*TASK OBJECTIVE*
Show, copied in full, every line of the data below that contains the word "building". Case matters.
# EXERCISE INPUTS start
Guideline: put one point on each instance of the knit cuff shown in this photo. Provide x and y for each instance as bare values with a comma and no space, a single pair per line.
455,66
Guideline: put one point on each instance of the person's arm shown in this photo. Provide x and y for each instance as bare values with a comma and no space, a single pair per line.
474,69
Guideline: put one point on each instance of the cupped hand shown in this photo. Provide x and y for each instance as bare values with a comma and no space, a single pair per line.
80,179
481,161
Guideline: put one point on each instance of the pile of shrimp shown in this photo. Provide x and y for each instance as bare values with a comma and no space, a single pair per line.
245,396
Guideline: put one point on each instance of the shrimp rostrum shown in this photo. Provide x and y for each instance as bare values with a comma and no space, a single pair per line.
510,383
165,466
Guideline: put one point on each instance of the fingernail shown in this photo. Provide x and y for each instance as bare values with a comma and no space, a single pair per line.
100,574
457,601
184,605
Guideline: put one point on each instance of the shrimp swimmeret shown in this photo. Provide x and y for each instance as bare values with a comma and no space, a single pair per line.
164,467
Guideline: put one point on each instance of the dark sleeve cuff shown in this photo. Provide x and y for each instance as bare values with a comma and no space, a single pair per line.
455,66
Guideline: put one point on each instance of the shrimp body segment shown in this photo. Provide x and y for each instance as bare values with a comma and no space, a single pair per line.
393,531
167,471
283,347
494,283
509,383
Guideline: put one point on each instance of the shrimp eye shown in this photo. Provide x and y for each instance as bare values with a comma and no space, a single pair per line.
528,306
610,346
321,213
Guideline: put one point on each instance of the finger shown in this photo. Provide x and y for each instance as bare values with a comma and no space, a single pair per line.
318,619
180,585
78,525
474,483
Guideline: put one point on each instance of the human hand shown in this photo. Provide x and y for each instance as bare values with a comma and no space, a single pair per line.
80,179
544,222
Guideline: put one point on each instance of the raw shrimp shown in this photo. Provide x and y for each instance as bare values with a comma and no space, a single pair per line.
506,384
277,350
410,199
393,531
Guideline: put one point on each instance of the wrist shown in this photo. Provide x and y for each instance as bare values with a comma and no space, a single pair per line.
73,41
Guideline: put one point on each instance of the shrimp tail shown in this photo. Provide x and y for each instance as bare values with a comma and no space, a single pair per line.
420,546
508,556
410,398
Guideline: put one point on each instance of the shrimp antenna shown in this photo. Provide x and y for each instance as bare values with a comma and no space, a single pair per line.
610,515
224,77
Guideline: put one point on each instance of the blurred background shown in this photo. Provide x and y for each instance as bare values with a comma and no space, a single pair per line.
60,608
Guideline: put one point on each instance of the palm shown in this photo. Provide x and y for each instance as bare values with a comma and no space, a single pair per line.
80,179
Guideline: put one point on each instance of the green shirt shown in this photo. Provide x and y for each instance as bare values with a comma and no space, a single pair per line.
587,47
# EXERCISE INPUTS end
# EXERCISE INPUTS start
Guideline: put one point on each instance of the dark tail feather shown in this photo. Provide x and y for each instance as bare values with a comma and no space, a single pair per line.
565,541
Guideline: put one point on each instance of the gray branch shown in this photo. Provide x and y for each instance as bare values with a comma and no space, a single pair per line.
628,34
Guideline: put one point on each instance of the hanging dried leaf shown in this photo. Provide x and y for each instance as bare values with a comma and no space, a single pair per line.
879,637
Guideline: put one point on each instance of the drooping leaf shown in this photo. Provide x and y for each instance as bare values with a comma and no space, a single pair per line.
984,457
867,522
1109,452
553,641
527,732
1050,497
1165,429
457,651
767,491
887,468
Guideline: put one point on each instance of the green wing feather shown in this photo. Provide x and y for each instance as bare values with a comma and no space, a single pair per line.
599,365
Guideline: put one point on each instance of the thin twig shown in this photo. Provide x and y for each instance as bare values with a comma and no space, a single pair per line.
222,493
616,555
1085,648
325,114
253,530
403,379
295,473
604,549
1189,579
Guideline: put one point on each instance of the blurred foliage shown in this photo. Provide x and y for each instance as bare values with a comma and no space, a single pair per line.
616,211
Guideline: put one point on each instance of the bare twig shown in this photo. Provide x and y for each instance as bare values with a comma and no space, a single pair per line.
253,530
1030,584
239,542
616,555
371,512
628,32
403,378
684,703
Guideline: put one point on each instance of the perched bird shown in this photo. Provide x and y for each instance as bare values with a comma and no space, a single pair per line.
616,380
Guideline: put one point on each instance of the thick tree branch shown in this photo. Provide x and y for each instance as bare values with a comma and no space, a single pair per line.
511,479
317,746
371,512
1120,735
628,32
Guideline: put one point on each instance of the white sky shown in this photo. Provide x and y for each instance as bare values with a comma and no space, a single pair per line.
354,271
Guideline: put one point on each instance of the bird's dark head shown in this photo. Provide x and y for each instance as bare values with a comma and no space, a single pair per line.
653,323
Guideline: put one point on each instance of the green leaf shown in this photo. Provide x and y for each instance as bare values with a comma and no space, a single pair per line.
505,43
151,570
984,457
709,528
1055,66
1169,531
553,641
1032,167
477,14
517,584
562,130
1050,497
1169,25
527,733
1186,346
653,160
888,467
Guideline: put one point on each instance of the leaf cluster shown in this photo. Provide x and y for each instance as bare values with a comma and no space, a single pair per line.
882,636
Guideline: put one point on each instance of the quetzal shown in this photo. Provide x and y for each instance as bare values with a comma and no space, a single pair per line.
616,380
# EXERCISE INPUTS end
# EXERCISE INPUTS start
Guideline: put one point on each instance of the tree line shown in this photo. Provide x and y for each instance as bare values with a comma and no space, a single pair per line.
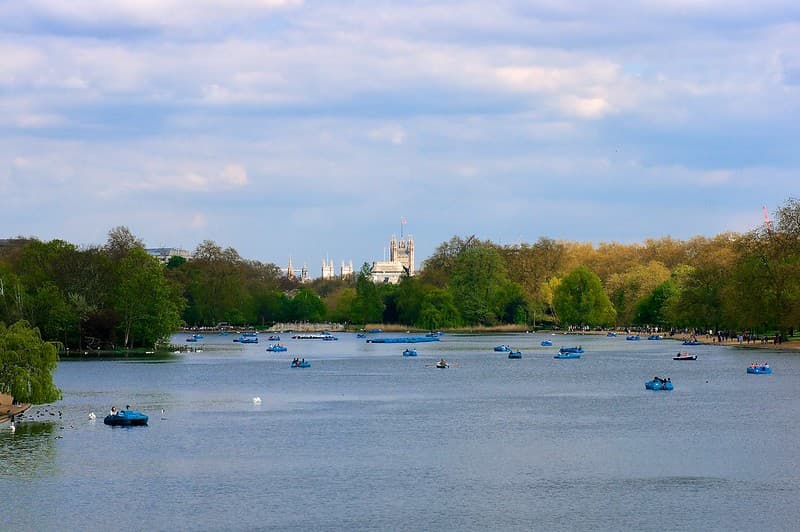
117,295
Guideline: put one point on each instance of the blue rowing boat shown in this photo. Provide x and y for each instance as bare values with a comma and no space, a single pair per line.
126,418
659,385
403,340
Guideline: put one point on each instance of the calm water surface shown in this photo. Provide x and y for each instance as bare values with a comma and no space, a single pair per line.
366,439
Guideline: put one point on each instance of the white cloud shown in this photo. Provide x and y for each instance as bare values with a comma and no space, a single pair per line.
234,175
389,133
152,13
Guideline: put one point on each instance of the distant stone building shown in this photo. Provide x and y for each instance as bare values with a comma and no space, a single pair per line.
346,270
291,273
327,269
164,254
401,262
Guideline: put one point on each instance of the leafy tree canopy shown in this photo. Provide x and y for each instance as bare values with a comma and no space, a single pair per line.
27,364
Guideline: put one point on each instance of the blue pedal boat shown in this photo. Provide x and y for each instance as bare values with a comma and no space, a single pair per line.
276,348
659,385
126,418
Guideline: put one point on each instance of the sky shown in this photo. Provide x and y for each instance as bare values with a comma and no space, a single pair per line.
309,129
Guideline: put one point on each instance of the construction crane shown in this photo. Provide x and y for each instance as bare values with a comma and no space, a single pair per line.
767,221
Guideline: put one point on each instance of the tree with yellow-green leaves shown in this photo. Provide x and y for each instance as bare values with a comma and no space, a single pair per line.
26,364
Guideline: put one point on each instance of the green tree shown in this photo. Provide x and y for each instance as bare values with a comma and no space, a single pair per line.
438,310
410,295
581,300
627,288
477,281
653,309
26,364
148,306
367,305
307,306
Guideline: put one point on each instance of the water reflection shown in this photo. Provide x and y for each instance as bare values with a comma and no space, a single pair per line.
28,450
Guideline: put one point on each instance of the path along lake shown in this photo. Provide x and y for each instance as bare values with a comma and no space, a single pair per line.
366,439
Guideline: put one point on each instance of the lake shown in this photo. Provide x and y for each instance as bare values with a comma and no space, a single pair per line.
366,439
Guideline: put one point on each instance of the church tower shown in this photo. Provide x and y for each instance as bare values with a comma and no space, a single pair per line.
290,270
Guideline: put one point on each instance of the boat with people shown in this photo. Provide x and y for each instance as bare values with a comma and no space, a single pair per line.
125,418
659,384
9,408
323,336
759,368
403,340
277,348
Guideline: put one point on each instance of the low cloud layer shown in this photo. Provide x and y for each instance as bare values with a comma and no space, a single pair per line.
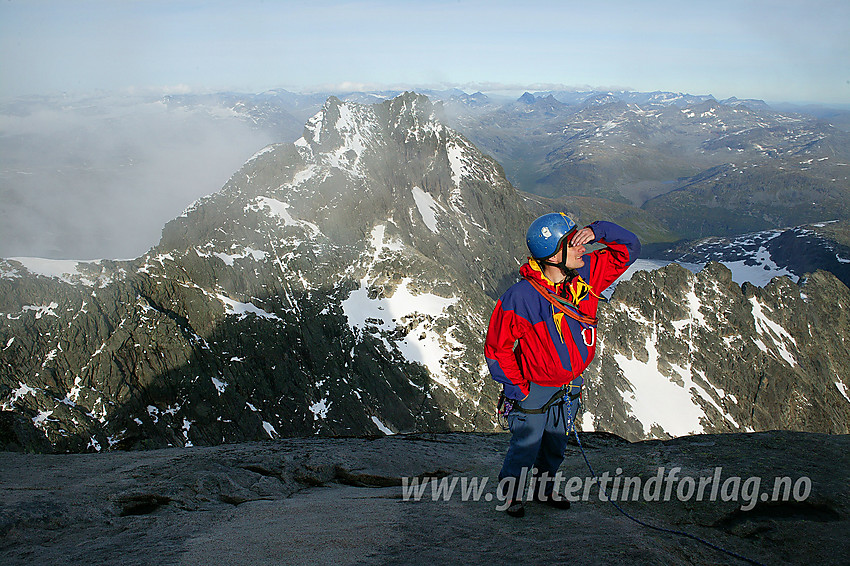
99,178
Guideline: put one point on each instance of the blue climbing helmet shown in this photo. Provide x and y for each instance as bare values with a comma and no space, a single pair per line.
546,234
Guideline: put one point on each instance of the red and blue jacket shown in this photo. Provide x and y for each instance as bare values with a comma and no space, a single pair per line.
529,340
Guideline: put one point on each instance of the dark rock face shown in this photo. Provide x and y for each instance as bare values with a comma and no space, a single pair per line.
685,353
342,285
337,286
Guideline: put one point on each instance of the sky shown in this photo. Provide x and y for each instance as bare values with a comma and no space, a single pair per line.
# EXERCISE INPUTS end
*SOLUTION FOR THIS EXERCISE*
Guideline: put one point on each instance of the distant stone building shown in this photo. Provide x and y for each instance as bare values with a comma and no space, a single pair per line.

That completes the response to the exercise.